INSTRUCTIONS TO FOLLOW: Select each line of the records below that contains the word "clasped" and copy those lines out in full.

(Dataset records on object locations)
________________
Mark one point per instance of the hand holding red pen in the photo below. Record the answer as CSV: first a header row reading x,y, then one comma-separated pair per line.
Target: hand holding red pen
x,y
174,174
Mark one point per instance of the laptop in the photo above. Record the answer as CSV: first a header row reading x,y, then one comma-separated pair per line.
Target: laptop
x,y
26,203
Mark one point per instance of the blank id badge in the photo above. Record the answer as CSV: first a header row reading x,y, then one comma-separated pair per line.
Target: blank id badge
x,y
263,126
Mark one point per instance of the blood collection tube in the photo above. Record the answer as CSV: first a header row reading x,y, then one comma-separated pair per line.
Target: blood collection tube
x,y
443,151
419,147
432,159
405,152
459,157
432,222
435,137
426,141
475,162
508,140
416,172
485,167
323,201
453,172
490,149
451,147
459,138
________________
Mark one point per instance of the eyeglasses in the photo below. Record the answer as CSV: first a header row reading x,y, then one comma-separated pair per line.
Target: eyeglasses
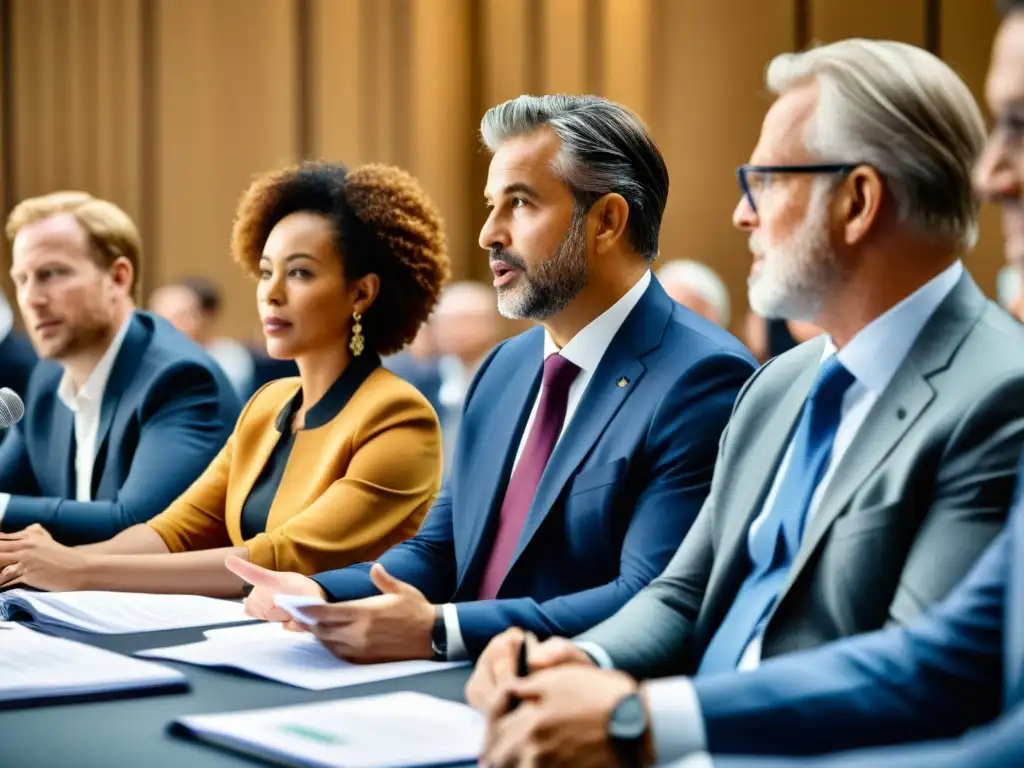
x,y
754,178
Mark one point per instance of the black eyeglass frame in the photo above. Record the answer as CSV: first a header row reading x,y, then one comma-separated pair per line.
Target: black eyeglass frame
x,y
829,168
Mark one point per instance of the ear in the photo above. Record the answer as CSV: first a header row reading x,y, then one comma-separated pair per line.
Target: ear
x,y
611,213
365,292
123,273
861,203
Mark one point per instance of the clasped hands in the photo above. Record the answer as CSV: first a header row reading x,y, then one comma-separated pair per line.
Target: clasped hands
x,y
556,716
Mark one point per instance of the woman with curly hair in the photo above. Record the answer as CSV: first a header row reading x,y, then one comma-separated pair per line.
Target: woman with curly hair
________________
TASK RESPONSE:
Mark one point per instance of the clasped hands in the photo above. Record the answer as CSV: first a header row reading x,y, then one comma-separated pair per line.
Target: clasped hands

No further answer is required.